Aim of the exercise.
Up to and including the final line, retype each line of the records below, starting with the one that contains "Could you point at the girl in red".

(Referring expression pointing data)
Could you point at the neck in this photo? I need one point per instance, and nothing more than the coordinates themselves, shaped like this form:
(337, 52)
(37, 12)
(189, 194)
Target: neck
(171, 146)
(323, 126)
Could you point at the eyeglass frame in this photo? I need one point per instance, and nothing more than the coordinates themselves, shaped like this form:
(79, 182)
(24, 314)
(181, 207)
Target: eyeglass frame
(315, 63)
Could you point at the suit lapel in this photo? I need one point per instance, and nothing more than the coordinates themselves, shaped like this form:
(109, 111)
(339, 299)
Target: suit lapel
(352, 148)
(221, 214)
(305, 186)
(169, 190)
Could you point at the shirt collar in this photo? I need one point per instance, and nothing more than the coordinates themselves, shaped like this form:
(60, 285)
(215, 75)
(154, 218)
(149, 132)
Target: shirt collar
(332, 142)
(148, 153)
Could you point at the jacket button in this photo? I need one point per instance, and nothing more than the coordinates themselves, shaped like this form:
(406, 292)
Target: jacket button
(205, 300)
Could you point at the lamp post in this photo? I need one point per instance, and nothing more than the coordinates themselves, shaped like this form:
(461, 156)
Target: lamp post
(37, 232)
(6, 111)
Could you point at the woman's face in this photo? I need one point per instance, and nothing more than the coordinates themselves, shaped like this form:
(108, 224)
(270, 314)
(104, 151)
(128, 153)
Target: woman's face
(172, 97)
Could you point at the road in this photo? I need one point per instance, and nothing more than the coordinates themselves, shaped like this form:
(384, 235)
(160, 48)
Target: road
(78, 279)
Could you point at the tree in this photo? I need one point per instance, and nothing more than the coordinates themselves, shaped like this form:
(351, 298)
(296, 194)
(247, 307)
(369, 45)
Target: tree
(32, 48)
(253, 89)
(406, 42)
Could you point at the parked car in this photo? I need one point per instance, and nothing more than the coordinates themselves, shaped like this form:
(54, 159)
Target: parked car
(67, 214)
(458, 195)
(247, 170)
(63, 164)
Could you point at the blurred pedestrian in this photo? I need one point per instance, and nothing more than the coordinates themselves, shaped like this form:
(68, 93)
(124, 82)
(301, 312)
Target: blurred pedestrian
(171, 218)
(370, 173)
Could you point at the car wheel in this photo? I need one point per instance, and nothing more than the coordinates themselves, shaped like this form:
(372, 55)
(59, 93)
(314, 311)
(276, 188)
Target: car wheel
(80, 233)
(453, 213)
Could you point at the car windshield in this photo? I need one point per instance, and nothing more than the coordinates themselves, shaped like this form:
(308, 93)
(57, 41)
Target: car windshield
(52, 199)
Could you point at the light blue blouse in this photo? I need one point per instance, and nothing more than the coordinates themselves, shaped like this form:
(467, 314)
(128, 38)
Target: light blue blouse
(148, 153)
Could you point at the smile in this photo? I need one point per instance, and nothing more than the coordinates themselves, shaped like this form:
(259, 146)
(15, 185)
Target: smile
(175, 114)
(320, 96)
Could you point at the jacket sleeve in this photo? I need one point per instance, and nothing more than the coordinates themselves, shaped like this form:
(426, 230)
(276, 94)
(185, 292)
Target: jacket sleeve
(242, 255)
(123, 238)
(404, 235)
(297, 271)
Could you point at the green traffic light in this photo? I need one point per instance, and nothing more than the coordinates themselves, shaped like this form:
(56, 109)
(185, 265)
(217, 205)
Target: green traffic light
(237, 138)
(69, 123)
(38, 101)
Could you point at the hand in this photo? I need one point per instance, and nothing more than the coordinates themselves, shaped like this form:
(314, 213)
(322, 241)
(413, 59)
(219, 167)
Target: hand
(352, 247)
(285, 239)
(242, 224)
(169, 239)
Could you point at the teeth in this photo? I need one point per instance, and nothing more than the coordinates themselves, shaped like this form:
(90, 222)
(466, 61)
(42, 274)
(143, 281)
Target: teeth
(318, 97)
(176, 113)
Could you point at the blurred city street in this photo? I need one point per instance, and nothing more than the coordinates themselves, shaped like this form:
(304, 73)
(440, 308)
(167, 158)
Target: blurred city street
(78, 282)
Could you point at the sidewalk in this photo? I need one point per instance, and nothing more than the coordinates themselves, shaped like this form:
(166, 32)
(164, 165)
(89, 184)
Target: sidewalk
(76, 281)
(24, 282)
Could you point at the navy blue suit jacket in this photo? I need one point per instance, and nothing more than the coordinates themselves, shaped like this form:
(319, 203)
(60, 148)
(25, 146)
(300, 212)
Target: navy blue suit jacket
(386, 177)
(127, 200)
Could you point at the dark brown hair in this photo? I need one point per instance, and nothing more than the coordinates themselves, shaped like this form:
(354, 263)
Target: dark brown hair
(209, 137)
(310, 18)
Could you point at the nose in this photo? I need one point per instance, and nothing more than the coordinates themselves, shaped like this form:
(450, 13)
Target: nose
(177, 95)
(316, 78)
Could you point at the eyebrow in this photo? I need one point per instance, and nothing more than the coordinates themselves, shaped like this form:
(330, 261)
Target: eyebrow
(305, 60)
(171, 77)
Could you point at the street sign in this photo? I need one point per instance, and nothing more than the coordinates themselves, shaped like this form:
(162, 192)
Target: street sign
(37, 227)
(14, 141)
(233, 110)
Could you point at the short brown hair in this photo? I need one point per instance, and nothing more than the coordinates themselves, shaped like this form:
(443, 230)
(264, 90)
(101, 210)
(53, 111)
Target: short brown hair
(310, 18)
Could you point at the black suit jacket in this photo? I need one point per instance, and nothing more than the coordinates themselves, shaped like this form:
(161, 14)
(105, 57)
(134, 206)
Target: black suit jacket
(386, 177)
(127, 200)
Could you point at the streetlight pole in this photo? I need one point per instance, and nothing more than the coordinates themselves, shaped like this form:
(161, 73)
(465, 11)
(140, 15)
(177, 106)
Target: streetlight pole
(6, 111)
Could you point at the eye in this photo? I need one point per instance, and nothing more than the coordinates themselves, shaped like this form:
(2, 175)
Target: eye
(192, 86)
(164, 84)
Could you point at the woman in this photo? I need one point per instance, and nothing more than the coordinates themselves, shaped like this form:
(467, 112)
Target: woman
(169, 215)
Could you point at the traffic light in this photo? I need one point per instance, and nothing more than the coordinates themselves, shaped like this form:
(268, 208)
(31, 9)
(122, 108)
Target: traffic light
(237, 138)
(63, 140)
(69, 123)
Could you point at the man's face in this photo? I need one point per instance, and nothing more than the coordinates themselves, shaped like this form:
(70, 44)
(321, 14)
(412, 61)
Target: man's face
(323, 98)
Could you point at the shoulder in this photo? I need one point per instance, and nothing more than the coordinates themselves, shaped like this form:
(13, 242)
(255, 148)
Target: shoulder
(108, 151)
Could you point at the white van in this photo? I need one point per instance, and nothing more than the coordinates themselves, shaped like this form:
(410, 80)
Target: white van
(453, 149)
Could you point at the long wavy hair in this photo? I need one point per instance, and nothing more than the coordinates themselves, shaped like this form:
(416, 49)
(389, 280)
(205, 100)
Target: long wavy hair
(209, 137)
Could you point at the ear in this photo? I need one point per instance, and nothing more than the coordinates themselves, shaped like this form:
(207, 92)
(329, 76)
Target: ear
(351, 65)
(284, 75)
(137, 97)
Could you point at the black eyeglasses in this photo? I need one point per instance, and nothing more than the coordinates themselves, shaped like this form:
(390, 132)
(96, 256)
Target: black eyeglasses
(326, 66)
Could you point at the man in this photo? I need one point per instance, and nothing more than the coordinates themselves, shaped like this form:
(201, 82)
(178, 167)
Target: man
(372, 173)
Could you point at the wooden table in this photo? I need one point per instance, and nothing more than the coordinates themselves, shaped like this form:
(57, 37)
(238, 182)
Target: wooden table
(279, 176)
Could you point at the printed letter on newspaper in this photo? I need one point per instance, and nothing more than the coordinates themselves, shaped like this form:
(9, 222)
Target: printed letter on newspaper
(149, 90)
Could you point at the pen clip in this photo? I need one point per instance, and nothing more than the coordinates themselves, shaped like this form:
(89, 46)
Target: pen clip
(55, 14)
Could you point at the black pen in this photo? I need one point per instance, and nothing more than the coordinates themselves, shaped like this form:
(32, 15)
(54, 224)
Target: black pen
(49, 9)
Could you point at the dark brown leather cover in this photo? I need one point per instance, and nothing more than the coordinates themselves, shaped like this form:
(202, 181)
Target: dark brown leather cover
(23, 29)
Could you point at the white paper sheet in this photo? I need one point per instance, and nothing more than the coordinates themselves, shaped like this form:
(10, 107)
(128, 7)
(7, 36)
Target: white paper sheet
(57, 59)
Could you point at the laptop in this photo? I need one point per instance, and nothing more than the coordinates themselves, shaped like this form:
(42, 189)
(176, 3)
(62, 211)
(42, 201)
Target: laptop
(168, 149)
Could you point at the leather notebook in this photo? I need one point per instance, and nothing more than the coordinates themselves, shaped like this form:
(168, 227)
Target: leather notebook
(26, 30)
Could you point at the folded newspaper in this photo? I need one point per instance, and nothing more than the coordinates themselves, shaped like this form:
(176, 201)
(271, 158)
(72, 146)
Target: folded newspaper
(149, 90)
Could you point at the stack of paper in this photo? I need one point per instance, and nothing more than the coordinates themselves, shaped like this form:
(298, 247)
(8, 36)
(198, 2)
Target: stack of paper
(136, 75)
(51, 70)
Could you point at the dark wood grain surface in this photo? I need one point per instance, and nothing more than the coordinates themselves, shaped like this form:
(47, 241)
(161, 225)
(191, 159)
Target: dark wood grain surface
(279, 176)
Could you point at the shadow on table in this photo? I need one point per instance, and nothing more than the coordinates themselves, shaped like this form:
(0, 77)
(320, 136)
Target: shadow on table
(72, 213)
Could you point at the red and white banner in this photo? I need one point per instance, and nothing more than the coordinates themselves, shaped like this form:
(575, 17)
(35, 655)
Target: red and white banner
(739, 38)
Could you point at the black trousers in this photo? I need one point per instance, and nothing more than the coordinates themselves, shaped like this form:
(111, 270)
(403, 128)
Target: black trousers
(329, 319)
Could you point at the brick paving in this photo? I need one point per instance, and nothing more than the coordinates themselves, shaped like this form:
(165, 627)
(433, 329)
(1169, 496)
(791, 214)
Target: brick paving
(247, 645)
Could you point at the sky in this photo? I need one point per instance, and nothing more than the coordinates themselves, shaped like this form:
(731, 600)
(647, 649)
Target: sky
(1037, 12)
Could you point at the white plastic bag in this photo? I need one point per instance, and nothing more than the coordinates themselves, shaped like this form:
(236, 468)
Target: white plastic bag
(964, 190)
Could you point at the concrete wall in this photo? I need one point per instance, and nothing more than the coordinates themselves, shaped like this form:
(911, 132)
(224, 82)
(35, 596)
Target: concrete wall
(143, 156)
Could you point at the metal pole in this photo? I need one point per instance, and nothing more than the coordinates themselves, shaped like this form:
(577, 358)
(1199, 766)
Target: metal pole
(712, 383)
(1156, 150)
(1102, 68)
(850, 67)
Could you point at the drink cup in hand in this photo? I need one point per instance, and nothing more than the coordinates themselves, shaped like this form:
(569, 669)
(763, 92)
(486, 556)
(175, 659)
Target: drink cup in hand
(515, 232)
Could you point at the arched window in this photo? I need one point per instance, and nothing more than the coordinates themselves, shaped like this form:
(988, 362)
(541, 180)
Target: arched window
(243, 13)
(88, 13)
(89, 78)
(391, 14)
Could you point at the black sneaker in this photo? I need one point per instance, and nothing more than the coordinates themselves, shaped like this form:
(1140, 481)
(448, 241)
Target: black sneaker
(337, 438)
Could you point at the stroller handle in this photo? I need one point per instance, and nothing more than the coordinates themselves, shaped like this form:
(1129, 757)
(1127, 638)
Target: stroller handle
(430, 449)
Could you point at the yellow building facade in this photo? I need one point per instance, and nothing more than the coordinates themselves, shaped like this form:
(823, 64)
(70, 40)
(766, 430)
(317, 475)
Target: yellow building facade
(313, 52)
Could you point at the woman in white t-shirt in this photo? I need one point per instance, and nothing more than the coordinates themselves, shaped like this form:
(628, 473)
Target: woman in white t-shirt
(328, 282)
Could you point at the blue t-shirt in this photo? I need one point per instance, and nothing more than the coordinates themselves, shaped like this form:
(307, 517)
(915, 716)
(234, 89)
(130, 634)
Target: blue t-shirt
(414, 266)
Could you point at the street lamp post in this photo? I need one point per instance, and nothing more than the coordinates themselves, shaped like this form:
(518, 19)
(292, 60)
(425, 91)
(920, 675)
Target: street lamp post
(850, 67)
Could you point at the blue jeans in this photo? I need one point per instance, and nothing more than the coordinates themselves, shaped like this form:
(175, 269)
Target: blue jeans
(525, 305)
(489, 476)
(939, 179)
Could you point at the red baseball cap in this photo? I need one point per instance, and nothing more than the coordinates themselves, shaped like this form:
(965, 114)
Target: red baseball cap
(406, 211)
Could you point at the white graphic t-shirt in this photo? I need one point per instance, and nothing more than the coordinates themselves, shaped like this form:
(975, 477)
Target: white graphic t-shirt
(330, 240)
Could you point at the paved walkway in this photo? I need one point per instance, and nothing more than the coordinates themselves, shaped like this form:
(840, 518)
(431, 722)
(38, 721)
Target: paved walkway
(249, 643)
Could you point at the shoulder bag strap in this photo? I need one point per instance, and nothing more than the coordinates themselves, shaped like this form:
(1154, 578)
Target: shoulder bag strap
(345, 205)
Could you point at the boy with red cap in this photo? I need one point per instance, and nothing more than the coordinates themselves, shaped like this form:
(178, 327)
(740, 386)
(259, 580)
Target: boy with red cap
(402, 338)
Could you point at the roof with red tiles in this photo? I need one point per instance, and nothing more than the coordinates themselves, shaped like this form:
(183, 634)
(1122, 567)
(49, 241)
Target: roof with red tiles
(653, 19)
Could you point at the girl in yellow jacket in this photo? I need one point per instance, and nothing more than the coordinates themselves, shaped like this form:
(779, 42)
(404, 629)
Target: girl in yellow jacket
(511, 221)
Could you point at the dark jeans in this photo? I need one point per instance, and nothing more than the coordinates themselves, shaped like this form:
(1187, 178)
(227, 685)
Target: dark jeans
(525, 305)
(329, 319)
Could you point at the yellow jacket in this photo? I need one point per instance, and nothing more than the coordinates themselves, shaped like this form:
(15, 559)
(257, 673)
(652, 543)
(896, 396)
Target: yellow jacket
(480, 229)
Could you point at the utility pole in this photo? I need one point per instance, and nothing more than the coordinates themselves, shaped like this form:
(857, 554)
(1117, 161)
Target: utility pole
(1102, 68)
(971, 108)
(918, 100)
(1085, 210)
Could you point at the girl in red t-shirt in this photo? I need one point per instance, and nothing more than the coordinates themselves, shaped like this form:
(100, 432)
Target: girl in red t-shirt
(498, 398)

Response to the exercise.
Could you point at the girl in red t-shirt in this photo? I need one point per instance, and nothing more than the coordinates themselves, shaped like this form:
(100, 432)
Target: girl in red t-shirt
(498, 398)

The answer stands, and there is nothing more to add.